- Opening Delimiter -
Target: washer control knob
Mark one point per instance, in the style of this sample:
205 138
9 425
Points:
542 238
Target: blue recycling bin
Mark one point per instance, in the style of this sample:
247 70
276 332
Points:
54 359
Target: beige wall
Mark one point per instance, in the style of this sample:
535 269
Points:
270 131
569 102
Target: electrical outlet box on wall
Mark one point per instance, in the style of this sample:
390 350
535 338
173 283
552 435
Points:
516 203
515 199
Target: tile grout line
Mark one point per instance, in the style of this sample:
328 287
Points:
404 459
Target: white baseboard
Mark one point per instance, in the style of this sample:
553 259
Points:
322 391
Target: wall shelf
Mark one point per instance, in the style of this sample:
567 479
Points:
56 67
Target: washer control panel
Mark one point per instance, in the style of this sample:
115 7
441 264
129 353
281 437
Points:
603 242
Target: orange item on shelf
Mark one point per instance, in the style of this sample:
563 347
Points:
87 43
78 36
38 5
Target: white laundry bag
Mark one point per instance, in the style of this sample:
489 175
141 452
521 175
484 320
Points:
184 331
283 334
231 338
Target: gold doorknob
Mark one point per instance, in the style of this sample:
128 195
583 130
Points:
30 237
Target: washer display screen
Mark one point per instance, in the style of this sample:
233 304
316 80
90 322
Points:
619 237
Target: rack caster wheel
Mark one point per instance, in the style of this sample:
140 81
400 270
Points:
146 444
- Closing Delimiter -
* Directions
Return the listing in full, matching each word exactly.

* Answer section
Target: washer control knob
Mark one point per instance, in the style of this sample:
205 138
9 425
Points:
542 238
Target: blue recycling bin
Mark one point per instance, in the style of this sample:
247 70
276 332
Points:
54 359
Target: beige wall
Mark one point per instance, in the style of this sample:
535 269
Points:
270 131
569 102
Target: electrical outlet box on wall
Mark one point per instance, in the style of this sample:
390 350
535 338
173 283
552 435
Points:
516 203
515 199
Target: tile grout line
Mark one point per instance, in the style of this sample:
328 287
Points:
404 459
Target: white baseboard
Mark one point per instance, in the style of this sample:
553 259
Points:
322 391
Target: wall shelf
Mark one point per instance, in the style of this sample:
567 479
Points:
56 67
Target: washer control panel
Mark one point per instance, in the style of this sample:
115 7
441 264
129 353
281 437
Points:
603 242
Target: orange item on shelf
Mark one point per instance, in the style of this sample:
563 347
Points:
87 43
78 36
38 5
Target: white laundry bag
Mark one point per instance, in the style of this sample:
489 175
141 452
521 175
484 320
Points:
184 331
283 334
231 338
Target: gold doorknob
Mark one point per instance, in the style of this sample:
128 195
583 130
Points:
30 237
Target: washer display screen
Mark one point per instance, in the style of this sample:
233 304
316 80
90 322
Points:
619 237
Target: rack caster wheel
Mark one point per instance, in the style of this sample:
140 81
400 270
Points:
146 444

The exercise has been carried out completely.